◆ **EXERCISE DETAILS**
Nothing in the entries should be altered. Write them out in full.

(Point localization data)

#####

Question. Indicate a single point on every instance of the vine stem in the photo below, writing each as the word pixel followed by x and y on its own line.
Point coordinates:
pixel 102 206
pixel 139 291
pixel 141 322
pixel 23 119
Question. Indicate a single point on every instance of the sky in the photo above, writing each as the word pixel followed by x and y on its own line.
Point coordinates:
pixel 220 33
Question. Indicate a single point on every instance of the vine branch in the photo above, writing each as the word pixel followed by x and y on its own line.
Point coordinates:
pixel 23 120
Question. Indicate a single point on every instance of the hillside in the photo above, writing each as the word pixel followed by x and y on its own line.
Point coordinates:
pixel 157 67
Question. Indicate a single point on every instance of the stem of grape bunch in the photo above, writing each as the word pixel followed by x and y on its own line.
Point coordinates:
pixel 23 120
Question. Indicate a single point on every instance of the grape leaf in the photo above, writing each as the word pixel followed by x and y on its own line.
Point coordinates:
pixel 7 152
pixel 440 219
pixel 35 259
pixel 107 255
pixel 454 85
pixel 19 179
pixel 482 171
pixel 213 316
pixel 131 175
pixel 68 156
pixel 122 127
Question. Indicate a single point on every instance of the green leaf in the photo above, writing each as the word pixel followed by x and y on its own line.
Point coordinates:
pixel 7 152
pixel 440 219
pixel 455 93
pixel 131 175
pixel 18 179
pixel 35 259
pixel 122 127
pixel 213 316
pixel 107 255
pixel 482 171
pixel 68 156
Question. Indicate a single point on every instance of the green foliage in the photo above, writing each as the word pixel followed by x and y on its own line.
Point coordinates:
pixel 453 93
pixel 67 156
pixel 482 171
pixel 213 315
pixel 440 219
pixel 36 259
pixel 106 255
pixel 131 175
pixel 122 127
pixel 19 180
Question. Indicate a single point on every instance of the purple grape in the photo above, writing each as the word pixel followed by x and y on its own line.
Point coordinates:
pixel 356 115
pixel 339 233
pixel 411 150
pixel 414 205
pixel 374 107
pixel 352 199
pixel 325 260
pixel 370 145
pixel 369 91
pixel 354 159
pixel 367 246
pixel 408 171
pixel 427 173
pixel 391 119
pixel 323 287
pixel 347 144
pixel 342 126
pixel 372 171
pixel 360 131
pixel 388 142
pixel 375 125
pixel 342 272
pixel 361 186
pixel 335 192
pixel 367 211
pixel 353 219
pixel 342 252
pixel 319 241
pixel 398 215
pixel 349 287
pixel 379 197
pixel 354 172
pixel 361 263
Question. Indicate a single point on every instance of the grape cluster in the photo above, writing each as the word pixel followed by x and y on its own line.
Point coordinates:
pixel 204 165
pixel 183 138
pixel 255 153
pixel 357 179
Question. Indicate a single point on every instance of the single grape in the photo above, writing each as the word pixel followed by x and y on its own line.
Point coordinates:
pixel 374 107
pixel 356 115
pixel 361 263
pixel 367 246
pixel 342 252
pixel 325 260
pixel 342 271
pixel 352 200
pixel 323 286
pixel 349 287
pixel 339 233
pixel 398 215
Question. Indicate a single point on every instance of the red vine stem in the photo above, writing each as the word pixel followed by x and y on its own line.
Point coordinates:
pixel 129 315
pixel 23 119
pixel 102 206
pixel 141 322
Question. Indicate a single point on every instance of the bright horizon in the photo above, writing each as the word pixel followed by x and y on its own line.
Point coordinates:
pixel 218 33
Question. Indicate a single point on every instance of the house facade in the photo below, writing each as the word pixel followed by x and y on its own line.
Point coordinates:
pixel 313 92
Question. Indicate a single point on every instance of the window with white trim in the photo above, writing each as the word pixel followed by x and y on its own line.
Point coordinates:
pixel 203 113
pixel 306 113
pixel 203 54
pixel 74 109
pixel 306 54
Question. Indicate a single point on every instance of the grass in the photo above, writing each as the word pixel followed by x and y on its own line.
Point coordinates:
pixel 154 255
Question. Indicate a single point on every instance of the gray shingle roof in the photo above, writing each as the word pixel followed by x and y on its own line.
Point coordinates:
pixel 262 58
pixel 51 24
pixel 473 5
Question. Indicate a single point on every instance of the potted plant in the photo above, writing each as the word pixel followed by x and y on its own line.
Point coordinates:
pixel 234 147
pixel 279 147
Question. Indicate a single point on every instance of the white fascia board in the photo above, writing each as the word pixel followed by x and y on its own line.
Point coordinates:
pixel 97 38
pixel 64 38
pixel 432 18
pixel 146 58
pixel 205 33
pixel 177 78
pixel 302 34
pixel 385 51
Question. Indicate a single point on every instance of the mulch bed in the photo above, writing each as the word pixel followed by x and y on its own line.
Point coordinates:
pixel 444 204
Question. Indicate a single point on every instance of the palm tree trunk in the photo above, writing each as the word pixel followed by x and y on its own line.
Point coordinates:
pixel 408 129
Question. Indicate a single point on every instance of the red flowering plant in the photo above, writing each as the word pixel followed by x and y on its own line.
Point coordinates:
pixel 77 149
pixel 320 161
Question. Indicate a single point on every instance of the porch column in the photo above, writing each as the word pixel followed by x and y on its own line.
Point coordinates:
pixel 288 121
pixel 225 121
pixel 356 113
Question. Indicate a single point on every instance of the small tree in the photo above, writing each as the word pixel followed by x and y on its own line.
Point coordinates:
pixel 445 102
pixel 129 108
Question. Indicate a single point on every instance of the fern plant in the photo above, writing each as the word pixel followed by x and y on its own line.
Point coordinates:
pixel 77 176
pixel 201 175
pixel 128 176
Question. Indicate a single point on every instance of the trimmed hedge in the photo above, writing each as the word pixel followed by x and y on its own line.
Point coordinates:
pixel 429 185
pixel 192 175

#####

◆ **ANSWER FOR THE TASK**
Question. Indicate a single point on every instance of the vine stem in the photo below, writing each as the word pixel followed by x and y on its own line.
Point coordinates:
pixel 102 206
pixel 139 291
pixel 141 322
pixel 23 119
Question. Indicate a single point on every instance of the sky in the photo above, writing each as the word pixel followed by x and y on its own line.
Point coordinates:
pixel 220 33
Question. Indicate a single point on every instance of the vine branch in the photo above, writing each as the word pixel followed by x and y on its own line.
Point coordinates:
pixel 23 120
Question. Indicate a single point on every instance of the hillside in the photo above, writing each as the word pixel followed by x and y on its own line.
Point coordinates:
pixel 157 67
Question. Indicate a single point on every instance of the stem of grape bunch in the photo above, writing each as the word pixel followed by x and y on its own line.
Point coordinates:
pixel 23 120
Question. Indicate a single point on every instance of the grape leaf in the photo above, writing each as the word pixel followed by x and y on its own line.
Point coordinates:
pixel 7 152
pixel 440 219
pixel 35 259
pixel 107 255
pixel 454 85
pixel 19 179
pixel 482 171
pixel 213 316
pixel 131 175
pixel 68 156
pixel 122 127
Question. Indicate a single point on every instance of the green leaf in the photo above, writing each as the word pixel followed by x and y on its own line.
Point coordinates:
pixel 7 152
pixel 440 219
pixel 455 93
pixel 131 175
pixel 18 179
pixel 35 259
pixel 122 127
pixel 213 316
pixel 107 255
pixel 482 171
pixel 68 156
Question. Indicate a single point on every instance of the green foliage in the photo above, writing each as the word pixel followed by x and y on its own line.
Point coordinates:
pixel 453 93
pixel 67 156
pixel 482 171
pixel 213 315
pixel 440 219
pixel 36 259
pixel 106 255
pixel 131 175
pixel 122 127
pixel 19 180
Question. Indicate a single point on every instance of the purple grape in the photo above, writing each as the word pixel followed by x and y on its own line.
Point coordinates:
pixel 356 115
pixel 339 233
pixel 411 150
pixel 414 205
pixel 374 107
pixel 352 199
pixel 325 260
pixel 370 145
pixel 369 91
pixel 354 159
pixel 367 246
pixel 408 171
pixel 427 173
pixel 391 119
pixel 323 287
pixel 347 144
pixel 342 126
pixel 372 171
pixel 360 131
pixel 388 142
pixel 375 125
pixel 342 272
pixel 361 186
pixel 335 192
pixel 367 211
pixel 353 219
pixel 342 252
pixel 319 241
pixel 398 215
pixel 349 287
pixel 379 197
pixel 354 172
pixel 361 263
Question. Indicate a single point on every instance of the grape cluster in the photo above, writing each as the word pixel followed by x and y on its own line.
Point coordinates:
pixel 204 165
pixel 183 138
pixel 255 153
pixel 357 179
Question. Indicate a single point on every instance of the single grape in the photo above, writing each as the word pixel followed by x and y on its own line.
Point coordinates:
pixel 374 107
pixel 356 115
pixel 361 263
pixel 367 246
pixel 342 252
pixel 325 260
pixel 342 271
pixel 352 200
pixel 323 286
pixel 349 287
pixel 339 233
pixel 398 215
Question. Indicate a single point on every instance of the red vine stem in the photo above, writing each as the word pixel followed by x and y on its own line.
Point coordinates:
pixel 129 315
pixel 23 119
pixel 102 206
pixel 141 322
Question. Indicate a single point on every instance of the bright horizon in the photo above, writing each as the word pixel followed by x and y on its own line.
Point coordinates:
pixel 218 33
Question. Indicate a single point on every instance of the house facade in the photo below, writing each as the word pixel followed by x and y on its own line.
Point coordinates:
pixel 313 92
Question. Indicate a single point on every instance of the window with white trim in the photo above, writing each as the word pixel followed by x and y on its own line.
Point coordinates:
pixel 203 113
pixel 306 113
pixel 203 54
pixel 74 109
pixel 306 54
Question. Indicate a single point on every instance of the grass in the photo above, writing each as the word pixel followed by x and y on its own line.
Point coordinates:
pixel 154 255
Question. Indicate a single point on every instance of the gray shingle roof in the photo above, writing each as the word pixel followed by x and y on its own line.
Point coordinates:
pixel 262 58
pixel 51 24
pixel 473 5
Question. Indicate a single point on every instance of the potted plant in the photo above, writing each as the word pixel followed by x and y on its own line.
Point coordinates:
pixel 234 147
pixel 279 147
Question. Indicate a single point on every instance of the white fascia board in the photo above, writing each as the word pixel followed by x and y on its own line.
Point coordinates:
pixel 97 38
pixel 64 38
pixel 432 18
pixel 146 58
pixel 205 33
pixel 177 78
pixel 302 34
pixel 385 51
Question. Indicate a single point on every instance of the mulch bed in the photo above, writing each as the word pixel followed by x and y on its own line.
Point coordinates:
pixel 444 204
Question. Indicate a single point on every instance of the palm tree trunk in the photo above, writing each as the word pixel followed by x and y on its own line.
Point coordinates:
pixel 408 129
Question. Indicate a single point on every instance of the red flowering plant in the photo above, writing each as the word pixel followed by x and y on its own line.
Point coordinates:
pixel 77 149
pixel 320 161
Question. Indicate a single point on every instance of the porch column in the photo above, writing each as the word pixel followed by x and y on its own line.
Point coordinates:
pixel 288 121
pixel 225 121
pixel 356 113
Question. Indicate a single point on every instance of the small tree in the photo above, writing each as the word pixel followed by x and y on its own line.
Point coordinates:
pixel 445 102
pixel 129 108
Question. Indicate a single point on every instance of the fern plant in the photo above, writing each as the word pixel followed by x and y on its own line.
Point coordinates:
pixel 77 176
pixel 201 175
pixel 128 176
Question. Indicate a single point on every instance of the trimmed hedge in the photo above, writing each as the word pixel followed by x and y on its own line.
Point coordinates:
pixel 429 185
pixel 192 175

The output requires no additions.